**Selected passage**.

A halogen lamp is a fused quartz glass tube (which can withstand high temperatures), filled with a tungsten filament and halogen gas. The hot filiment that emits light makes this an incandescent lamp.

A side effect of using high temperature quartz is that it will not filter UV-B light emited by the tungsten filiment. Ordinary glass stops these rays. It is the invisible UVB light that can cause eye damage and cross-link stencils.

Beware, some manufacturers add a coating of UV inhibitors on lamps destined for the home lighting market. When this is done, a halogen lamp with UV inhibitors will produce less UV than its standard incandescent counterpart. 

The lamp has to get hot to get the tungsten filiment to glow and the haogen gas counteracts the filiment evaporates when giving off light and is chemically re-deposited at the hot spots. 

Many household halogen lamps have an additional piece of safety glass to prevent fires, but they usually use ordinary glass, which, absorbs most of the UV-B light.

Quartz bulbs emit light more infrared light, which means quartz tube will produce more heat than other UV-output bulbs. UV light does not produce much heat, infrared light does. 

Sure. A halogen lamp is OK, but there are other lamps that are richer in UVA radiation like metal-halide. SOME fluorescent lamps (Daylight Deluxe) are very rich in UVA, but they have very little power so you have to keep them close to the stencil and packed them tight, to cover the stencil evenly with light. A major benefit to fluorescent lamps it that they are cool to the touch.


----------



## aust1025 (Mar 1, 2007)

i keep hearing about black lights, i have a real 2ft tube black light, will that work?
Otherwise i'll just stick with the fleurescent(sp). 

Thanks for the detailed info, it really did give me a better understanding.


----------



## RichardGreaves (Nov 7, 2006)

aust1025 said:


> i have a real 2ft tube black light, will that work?
> Otherwise i'll just stick with the fleurescent(sp).



At 6 inches it will cover an area 22" x 6". At 12" I don't think you will get much exposure power to cross-link your stencil. Use a very fast, sensitive SBQ emulsion.

How big is your image?


----------



## aust1025 (Mar 1, 2007)

well i have a bunch of orders i need to print, the largest one would be the front
print on a concert t-shirt its about 9" X 14" or so. 

Right now i am using a shop light resting on some milk crates with a storm window as the glass, the tubes are 40 watt soft white bulbs and i just cant get the exposure time down that way, so i have been using a screw in flood light with
a couple of peanut cans (about 3.5) inches to hold the light over the stencil.

I am worried that storm window may have that protective coating over it but cant really tell how old the window is.


----------



## RichardGreaves (Nov 7, 2006)

*Difference is between yellow mesh and white?*

Make some calls and find some: 

GE BL Black Light Bulbs

GE Daylight Deluxe F40DX


----------



## aust1025 (Mar 1, 2007)

Will do, thanks for all the help.


----------



## Bill Hood (Apr 11, 2007)

**Goals**.
**A.** In the forum thread on exposure lamps, how large is the biggest print aust1025 needs to make?
**B.** Go on with the forum thread on exposure lamps from the point where it stops.
These rows were taken from a different source than the forum thread on exposure lamps.

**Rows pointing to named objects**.
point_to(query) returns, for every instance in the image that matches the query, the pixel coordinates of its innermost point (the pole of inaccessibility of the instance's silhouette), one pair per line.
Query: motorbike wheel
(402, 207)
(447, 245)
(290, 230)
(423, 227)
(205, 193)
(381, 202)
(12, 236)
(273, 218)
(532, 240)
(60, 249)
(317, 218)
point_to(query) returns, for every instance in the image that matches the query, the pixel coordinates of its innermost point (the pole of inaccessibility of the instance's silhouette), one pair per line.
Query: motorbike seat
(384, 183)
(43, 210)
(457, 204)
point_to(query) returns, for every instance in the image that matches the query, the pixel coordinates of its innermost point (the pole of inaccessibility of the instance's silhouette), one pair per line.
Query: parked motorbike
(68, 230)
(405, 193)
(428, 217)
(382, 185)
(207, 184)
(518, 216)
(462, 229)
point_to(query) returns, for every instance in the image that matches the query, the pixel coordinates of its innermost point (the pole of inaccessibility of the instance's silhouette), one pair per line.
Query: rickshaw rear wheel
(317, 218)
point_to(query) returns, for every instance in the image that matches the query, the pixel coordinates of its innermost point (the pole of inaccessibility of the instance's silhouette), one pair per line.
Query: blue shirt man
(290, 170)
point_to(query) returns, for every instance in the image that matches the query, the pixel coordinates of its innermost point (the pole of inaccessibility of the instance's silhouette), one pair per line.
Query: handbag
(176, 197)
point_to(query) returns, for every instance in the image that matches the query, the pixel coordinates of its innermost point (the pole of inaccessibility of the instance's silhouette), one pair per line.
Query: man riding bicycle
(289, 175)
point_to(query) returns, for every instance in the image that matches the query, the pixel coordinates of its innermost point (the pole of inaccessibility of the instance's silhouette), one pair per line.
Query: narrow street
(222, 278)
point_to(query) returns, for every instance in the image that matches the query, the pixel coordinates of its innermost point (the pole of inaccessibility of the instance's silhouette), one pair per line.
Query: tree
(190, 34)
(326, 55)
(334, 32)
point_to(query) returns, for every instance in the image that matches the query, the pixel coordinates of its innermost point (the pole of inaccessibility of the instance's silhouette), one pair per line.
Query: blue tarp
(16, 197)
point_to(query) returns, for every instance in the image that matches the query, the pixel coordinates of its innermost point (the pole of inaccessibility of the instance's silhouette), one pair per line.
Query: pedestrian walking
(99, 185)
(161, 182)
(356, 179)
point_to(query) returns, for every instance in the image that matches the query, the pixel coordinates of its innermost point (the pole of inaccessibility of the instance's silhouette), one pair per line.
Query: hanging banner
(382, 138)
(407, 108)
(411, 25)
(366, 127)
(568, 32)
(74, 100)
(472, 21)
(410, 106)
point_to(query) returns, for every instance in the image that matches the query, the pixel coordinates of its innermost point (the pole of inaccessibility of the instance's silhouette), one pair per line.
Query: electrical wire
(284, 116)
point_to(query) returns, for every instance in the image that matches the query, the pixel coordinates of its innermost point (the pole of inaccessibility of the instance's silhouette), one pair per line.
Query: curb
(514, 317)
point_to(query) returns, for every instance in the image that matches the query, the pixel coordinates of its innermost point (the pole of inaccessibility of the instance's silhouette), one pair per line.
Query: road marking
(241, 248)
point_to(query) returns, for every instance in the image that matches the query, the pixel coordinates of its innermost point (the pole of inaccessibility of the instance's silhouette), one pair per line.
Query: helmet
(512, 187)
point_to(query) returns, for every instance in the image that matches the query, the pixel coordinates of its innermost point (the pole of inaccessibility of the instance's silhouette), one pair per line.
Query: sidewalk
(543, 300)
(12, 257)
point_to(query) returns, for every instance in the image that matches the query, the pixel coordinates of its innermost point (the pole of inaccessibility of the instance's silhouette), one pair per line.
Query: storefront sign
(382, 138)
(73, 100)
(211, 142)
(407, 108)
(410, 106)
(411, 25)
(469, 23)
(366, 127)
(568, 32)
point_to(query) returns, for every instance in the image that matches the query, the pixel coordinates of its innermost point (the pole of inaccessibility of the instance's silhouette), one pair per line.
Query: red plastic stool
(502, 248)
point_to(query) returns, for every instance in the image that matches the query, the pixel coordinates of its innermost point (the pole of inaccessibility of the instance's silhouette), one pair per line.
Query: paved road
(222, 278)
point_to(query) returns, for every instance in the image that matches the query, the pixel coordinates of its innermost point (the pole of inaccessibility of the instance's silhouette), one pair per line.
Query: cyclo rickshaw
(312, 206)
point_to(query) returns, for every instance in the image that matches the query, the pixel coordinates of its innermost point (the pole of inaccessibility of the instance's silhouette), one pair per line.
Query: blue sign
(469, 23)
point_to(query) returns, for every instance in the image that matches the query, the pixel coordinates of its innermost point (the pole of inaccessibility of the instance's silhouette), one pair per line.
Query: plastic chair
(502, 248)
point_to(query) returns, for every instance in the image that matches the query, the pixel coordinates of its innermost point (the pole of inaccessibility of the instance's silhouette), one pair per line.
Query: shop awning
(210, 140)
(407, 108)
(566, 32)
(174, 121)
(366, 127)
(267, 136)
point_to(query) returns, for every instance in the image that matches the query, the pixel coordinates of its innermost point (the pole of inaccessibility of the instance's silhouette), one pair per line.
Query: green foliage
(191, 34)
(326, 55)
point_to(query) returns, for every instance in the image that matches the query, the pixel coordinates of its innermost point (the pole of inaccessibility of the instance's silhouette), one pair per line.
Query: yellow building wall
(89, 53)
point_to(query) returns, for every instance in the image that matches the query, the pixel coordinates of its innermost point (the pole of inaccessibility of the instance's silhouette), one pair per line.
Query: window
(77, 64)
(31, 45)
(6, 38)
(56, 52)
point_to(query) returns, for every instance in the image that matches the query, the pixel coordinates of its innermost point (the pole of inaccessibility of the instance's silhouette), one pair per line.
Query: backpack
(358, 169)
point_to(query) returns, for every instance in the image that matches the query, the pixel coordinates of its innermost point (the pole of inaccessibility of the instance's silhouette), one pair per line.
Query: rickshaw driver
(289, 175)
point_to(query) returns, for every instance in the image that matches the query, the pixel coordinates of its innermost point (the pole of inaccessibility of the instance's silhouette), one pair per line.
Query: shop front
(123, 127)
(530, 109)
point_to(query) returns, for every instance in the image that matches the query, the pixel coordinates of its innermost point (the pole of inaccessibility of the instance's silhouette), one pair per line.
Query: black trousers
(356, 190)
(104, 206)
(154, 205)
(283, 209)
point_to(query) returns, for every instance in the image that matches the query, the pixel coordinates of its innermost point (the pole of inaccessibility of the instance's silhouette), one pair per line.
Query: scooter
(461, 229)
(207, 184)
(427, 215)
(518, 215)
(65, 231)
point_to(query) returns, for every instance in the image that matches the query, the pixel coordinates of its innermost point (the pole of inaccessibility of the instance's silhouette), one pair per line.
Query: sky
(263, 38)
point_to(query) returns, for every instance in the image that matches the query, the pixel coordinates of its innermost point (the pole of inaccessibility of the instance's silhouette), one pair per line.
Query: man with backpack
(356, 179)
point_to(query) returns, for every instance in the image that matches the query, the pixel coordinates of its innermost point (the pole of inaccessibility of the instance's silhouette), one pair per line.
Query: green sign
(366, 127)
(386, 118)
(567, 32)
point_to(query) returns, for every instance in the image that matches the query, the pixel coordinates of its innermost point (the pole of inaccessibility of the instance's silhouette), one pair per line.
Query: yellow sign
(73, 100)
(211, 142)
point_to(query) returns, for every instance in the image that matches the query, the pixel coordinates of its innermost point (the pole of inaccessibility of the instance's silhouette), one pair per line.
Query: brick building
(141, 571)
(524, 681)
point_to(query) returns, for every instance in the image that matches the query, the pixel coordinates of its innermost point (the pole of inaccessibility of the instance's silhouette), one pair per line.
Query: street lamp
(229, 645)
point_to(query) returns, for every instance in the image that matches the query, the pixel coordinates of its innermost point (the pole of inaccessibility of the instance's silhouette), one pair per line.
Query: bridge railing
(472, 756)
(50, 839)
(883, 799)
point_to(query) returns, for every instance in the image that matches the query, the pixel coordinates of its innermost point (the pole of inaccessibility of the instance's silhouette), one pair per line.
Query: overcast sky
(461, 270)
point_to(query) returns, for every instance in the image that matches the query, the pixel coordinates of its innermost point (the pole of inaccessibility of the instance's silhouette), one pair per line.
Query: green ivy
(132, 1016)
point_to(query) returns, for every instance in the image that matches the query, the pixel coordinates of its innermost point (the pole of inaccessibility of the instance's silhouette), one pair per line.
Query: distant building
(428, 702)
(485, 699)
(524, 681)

**Responses**.
**A.** About 9" by 14", the front print on a concert t-shirt.

**B.**
I am mostly in agreement with Richard, here. He is right on about the store windows and in fact all tempered glass will cause longer exposure times due the manufacturing process of tempering glass. I have actually been able to do some research on this as my shop was next door to a large glass company for many years and I had a great variety of glass at my disposal. Most store windows do have an invisible anti-UV coating applied to them.

I do disagree with the use of fluorescents bulbs with mesh counts above 110 as it is almost impossible to get detail on fine lines and halftones when using these types of bulbs. While the daylight lamps will give you a higher degree of UV exposure, they are still no better at stopping the great scattering of light that occurs when using more than a single light source.

I would suggest that a much better exposure unit than what is currently being used is the sun. Cut a piece of foam the same size as the inside of the screen. Place a piece of black material over the foam and insert into the squeegee side of the frame. Next, place a film positive onto the bottom of the screen, against the emulsion and cover with a piece of clear window pane glass. Carry this into the sunlight with one thumb positioned over the emulsion. It should only take about 20 - 30 seconds to expose on a bright day. Now, every five seconds quickly move your thumb off and back to the same spot. When you see a distinct difference between where your thumb has been and the emulsion that has received the full exposure, the screen should be exposed. This works on diazo, but not on pure polymer emulsions. But anyone who would probably spend the money on pure polymer emulsions would probably have a metal halide exposure unit.

Chromaline makes a great UV Minder device that will actually 'read' the sun and beep to let you know that the exposure has been reached no matter how overcast the sun. I think it is about $300 and is really a great tool to use as an integrator as well as for the purpose it was intended.

If you really are quite broke and need something besides the sun (maybe you only work at night?) then you can buy a quartz halogen work lamp with 2 500-watt bulbs. Put these, your choice, either on the floor or the ceiling at a distance equal to the diagonal of your frame size and voila you have a poor man's night time exposure unit.

Dyed fabrics help eliminate halation or the scattering of light during exposure, by absorbing the light rays.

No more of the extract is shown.